Dec. 1, 2009 Elastography is an effective, convenient technique that, when added to breast ultrasound, helps distinguish cancerous breast lesions from benign results, according to an ongoing study presented at the annual meeting of the Radiological Society of North America (RSNA).
When mammography yields suspicious findings, physicians often use ultrasound to obtain additional information. However, ultrasound has the potential to result in more biopsies because of its relatively low specificity, or inability to accurately distinguish cancerous lesions from benign ones. Approximately 80 percent of breast lesions biopsied turn out to be benign, according to the American Cancer Society.
"There's a lot of room to improve specificity with ultrasound, and elastography can help us do that," said the study's lead author, Stamatia V. Destounis, M.D., a diagnostic radiologist at Elizabeth Wende Breast Care, a large, community-based breast imaging center in Rochester, N.Y. "It's an easy way to eliminate needle biopsy for something that's probably benign."
Elastography improves ultrasound's specificity by utilizing conventional ultrasound imaging to measure the compressibility and mechanical properties of a lesion. Since cancerous tumors tend to be stiffer than surrounding healthy tissue or cysts, a more compressible lesion on elastography is less likely to be malignant.
"You can perform elastography at the same time as handheld ultrasound and view the images on a split screen, with the two-dimensional ultrasound image on the left and the elastography image on the right," Dr. Destounis said.

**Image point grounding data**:

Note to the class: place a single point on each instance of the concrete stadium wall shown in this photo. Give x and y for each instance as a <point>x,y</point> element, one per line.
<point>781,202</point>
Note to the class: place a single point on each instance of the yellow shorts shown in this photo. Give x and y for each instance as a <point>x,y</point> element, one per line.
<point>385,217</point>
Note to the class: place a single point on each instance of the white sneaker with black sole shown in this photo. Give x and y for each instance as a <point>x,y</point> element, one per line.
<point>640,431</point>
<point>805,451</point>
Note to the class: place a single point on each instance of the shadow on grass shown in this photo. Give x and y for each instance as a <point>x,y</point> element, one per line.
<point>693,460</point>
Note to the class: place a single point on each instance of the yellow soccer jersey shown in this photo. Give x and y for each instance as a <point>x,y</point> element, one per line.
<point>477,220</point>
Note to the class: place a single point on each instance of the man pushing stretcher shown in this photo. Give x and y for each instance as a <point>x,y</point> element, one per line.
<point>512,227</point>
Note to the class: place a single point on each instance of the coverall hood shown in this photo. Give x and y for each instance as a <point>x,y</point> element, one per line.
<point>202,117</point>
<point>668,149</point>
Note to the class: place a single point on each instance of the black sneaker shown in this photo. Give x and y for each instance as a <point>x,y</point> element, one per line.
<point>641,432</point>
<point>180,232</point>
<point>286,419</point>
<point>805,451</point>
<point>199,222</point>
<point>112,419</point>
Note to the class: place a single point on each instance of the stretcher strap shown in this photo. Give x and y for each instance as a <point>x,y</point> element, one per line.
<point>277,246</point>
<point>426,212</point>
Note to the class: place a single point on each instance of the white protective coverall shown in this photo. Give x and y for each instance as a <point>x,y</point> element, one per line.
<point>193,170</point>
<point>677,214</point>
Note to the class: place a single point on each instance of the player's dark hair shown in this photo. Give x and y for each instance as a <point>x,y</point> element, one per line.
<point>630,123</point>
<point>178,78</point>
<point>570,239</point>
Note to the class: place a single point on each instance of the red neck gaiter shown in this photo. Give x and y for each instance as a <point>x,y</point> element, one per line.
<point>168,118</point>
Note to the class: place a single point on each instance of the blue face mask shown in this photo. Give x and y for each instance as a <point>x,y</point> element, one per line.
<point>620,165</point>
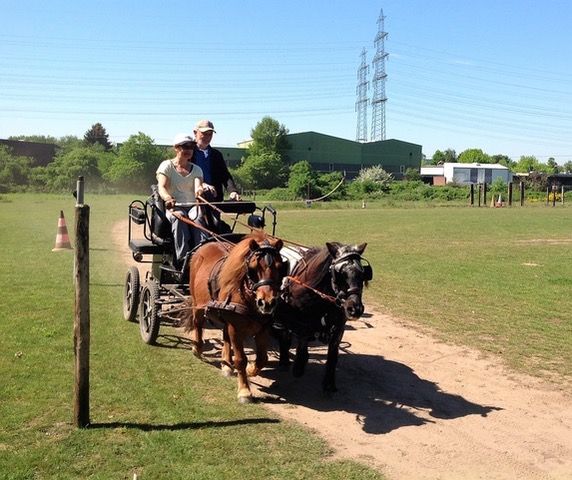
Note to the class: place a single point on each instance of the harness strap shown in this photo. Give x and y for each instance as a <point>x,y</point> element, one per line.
<point>227,307</point>
<point>317,292</point>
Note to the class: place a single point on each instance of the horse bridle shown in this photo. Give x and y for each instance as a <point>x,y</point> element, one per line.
<point>337,265</point>
<point>270,254</point>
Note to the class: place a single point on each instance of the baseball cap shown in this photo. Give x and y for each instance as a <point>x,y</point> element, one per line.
<point>205,126</point>
<point>181,138</point>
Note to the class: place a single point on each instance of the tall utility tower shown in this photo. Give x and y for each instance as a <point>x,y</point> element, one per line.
<point>362,101</point>
<point>379,77</point>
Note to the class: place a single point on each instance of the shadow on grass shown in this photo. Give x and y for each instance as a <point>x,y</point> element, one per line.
<point>183,426</point>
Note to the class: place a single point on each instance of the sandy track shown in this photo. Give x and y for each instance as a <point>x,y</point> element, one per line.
<point>417,408</point>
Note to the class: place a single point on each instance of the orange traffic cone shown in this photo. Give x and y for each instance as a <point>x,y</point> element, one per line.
<point>62,238</point>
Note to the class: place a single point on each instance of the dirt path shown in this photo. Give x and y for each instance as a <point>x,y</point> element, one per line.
<point>420,409</point>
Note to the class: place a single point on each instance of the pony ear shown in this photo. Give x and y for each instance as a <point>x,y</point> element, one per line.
<point>333,248</point>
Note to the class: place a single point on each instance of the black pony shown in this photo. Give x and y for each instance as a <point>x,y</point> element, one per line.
<point>323,290</point>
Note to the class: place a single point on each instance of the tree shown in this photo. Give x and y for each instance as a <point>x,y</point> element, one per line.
<point>528,164</point>
<point>265,170</point>
<point>371,182</point>
<point>14,171</point>
<point>61,175</point>
<point>504,160</point>
<point>264,166</point>
<point>567,167</point>
<point>268,136</point>
<point>474,155</point>
<point>34,138</point>
<point>97,135</point>
<point>135,166</point>
<point>412,174</point>
<point>552,165</point>
<point>448,156</point>
<point>301,179</point>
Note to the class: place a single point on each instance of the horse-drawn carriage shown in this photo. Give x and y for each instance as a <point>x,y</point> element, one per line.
<point>161,294</point>
<point>249,284</point>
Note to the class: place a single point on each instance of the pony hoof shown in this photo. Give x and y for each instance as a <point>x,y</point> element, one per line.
<point>226,371</point>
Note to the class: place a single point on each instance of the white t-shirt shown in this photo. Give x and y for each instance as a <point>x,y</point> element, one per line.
<point>182,188</point>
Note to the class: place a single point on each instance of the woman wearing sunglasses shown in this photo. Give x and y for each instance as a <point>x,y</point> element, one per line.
<point>180,181</point>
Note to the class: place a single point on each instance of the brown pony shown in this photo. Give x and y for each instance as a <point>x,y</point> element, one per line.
<point>237,288</point>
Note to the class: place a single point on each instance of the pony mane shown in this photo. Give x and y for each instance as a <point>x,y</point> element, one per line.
<point>317,266</point>
<point>233,270</point>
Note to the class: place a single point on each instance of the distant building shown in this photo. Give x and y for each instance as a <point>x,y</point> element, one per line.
<point>465,173</point>
<point>332,154</point>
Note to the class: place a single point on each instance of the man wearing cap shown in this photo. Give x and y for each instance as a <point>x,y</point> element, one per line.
<point>215,172</point>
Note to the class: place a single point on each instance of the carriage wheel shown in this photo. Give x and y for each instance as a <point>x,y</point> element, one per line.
<point>131,294</point>
<point>149,312</point>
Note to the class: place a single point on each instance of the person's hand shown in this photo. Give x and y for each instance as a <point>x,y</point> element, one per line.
<point>170,203</point>
<point>209,188</point>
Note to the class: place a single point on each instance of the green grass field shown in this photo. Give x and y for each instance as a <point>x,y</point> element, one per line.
<point>495,279</point>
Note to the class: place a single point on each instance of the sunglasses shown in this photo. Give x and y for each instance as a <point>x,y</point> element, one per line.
<point>187,146</point>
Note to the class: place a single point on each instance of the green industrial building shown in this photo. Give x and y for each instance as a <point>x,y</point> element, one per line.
<point>331,154</point>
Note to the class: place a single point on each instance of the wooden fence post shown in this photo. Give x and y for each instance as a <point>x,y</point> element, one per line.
<point>82,320</point>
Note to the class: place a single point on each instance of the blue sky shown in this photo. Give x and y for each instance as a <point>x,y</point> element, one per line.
<point>494,75</point>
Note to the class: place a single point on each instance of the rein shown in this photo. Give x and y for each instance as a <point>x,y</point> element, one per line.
<point>215,235</point>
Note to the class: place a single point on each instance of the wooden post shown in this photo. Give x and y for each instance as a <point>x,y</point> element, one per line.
<point>81,321</point>
<point>485,194</point>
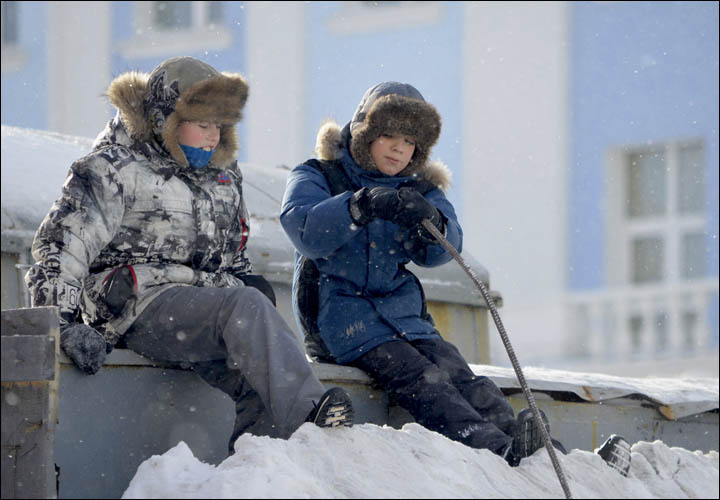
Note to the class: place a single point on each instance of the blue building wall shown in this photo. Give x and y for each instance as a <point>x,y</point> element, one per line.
<point>24,92</point>
<point>340,68</point>
<point>639,71</point>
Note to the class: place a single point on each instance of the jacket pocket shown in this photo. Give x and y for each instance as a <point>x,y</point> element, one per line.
<point>118,288</point>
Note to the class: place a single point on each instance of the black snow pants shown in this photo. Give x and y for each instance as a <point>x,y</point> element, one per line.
<point>432,381</point>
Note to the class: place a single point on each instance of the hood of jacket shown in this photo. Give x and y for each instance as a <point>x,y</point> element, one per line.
<point>152,106</point>
<point>332,143</point>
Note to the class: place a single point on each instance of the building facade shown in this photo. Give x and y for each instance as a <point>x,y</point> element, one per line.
<point>582,136</point>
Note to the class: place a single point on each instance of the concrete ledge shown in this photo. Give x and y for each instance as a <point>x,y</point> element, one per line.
<point>134,408</point>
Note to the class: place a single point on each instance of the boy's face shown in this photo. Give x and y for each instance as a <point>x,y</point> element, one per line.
<point>203,135</point>
<point>392,152</point>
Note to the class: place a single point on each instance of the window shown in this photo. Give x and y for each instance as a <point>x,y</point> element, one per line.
<point>657,214</point>
<point>10,23</point>
<point>358,17</point>
<point>170,28</point>
<point>170,15</point>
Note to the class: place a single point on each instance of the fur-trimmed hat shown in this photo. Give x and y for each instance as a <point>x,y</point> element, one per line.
<point>393,107</point>
<point>181,89</point>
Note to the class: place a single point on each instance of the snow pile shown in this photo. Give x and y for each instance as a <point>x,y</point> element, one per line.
<point>368,461</point>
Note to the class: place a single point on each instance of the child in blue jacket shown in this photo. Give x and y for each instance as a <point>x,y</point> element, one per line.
<point>370,308</point>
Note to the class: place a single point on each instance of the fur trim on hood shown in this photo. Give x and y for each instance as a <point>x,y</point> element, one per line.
<point>328,146</point>
<point>181,89</point>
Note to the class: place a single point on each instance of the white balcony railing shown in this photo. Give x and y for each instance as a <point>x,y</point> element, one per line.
<point>644,322</point>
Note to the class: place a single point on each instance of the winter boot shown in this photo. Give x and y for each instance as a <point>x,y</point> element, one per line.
<point>526,437</point>
<point>334,410</point>
<point>616,453</point>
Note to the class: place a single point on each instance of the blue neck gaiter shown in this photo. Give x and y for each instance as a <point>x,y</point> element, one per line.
<point>197,157</point>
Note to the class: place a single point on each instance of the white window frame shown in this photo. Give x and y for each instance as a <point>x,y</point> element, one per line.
<point>356,17</point>
<point>13,56</point>
<point>670,227</point>
<point>152,42</point>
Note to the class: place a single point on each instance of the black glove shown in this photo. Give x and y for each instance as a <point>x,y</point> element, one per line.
<point>257,281</point>
<point>85,346</point>
<point>413,209</point>
<point>367,205</point>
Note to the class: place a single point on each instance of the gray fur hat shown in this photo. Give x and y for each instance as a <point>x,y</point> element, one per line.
<point>393,107</point>
<point>181,89</point>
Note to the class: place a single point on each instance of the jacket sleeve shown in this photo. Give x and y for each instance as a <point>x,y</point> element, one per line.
<point>316,222</point>
<point>79,225</point>
<point>434,254</point>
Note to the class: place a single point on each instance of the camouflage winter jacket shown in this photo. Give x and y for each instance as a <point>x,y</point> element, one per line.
<point>131,205</point>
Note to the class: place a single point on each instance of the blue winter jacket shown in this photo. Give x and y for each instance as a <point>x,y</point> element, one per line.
<point>366,297</point>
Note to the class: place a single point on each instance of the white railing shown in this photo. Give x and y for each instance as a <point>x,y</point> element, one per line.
<point>644,322</point>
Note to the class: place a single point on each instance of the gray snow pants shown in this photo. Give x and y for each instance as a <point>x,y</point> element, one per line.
<point>237,342</point>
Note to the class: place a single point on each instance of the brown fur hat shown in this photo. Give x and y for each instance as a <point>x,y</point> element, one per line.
<point>329,147</point>
<point>181,89</point>
<point>393,107</point>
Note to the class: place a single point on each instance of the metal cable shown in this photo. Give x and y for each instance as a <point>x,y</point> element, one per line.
<point>508,347</point>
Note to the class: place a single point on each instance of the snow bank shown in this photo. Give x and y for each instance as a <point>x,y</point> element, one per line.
<point>368,461</point>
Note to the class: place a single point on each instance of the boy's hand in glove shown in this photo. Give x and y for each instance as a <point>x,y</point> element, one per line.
<point>85,346</point>
<point>413,209</point>
<point>367,205</point>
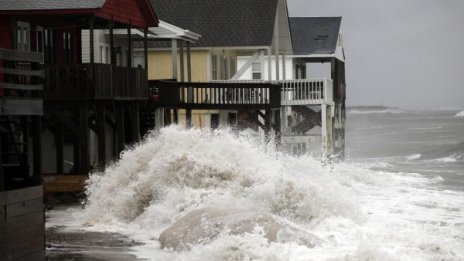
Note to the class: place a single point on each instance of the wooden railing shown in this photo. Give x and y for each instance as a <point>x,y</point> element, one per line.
<point>306,92</point>
<point>97,81</point>
<point>217,95</point>
<point>299,92</point>
<point>20,83</point>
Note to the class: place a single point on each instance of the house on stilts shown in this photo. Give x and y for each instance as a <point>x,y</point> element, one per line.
<point>56,108</point>
<point>254,44</point>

**Problems to solve**:
A. In the elastography article, why is a more compressible lesion less likely to be malignant?
B. From the elastography article, copy out the part that opens with the words containing "Dec. 1, 2009" and closes with "North America (RSNA).".

**Results in order**:
A. Cancerous tumors tend to be stiffer than the healthy tissue or cysts around them. So a lesion that compresses more easily on elastography is less likely to be cancer.

B.
Dec. 1, 2009 Elastography is an effective, convenient technique that, when added to breast ultrasound, helps distinguish cancerous breast lesions from benign results, according to an ongoing study presented at the annual meeting of the Radiological Society of North America (RSNA).